**STATED EXERCISE**
Copy the records from the start up to and including the line with "148, 320, 175]]", keeping the requests but omitting the picture. Scale every bounding-box coordinate in the answers by 0.65, rounding to whole numbers with halves going up.
◇ ◇ ◇ ◇ ◇ ◇ ◇
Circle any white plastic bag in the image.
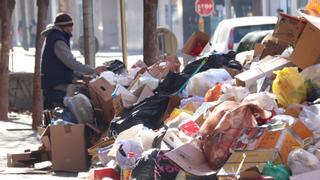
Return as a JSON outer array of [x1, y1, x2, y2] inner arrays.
[[186, 69, 232, 97], [63, 93, 94, 123], [219, 84, 250, 102], [300, 64, 320, 87], [299, 104, 320, 131], [243, 91, 278, 111], [288, 148, 320, 175]]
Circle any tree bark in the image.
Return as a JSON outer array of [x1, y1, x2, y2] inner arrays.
[[0, 0, 15, 120], [32, 0, 49, 129], [82, 0, 96, 68], [143, 0, 158, 66]]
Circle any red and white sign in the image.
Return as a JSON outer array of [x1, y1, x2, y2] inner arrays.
[[194, 0, 213, 16]]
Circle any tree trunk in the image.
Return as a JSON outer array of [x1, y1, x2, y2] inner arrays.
[[82, 0, 96, 68], [59, 0, 68, 12], [0, 0, 15, 120], [20, 1, 29, 51], [32, 0, 49, 129], [143, 0, 158, 66]]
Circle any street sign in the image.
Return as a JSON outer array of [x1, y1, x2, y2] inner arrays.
[[194, 0, 213, 16]]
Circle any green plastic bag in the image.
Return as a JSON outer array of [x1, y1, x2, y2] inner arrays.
[[262, 161, 291, 180], [272, 67, 307, 107]]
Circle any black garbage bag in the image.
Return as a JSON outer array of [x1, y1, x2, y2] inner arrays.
[[131, 149, 181, 180], [155, 71, 190, 94], [109, 95, 170, 135], [103, 59, 126, 74]]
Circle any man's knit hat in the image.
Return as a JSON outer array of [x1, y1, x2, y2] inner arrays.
[[54, 13, 73, 27]]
◇ ◇ ◇ ◇ ◇ ◇ ◇
**CORRECT RESPONSE**
Circle any white plastic bag in the image.
Return as a JSON outer array of [x1, y1, x2, y2] inner arrays.
[[121, 45, 151, 63], [41, 60, 61, 80], [142, 55, 163, 66], [195, 42, 208, 57], [194, 68, 208, 85], [158, 59, 181, 72], [187, 96, 208, 114]]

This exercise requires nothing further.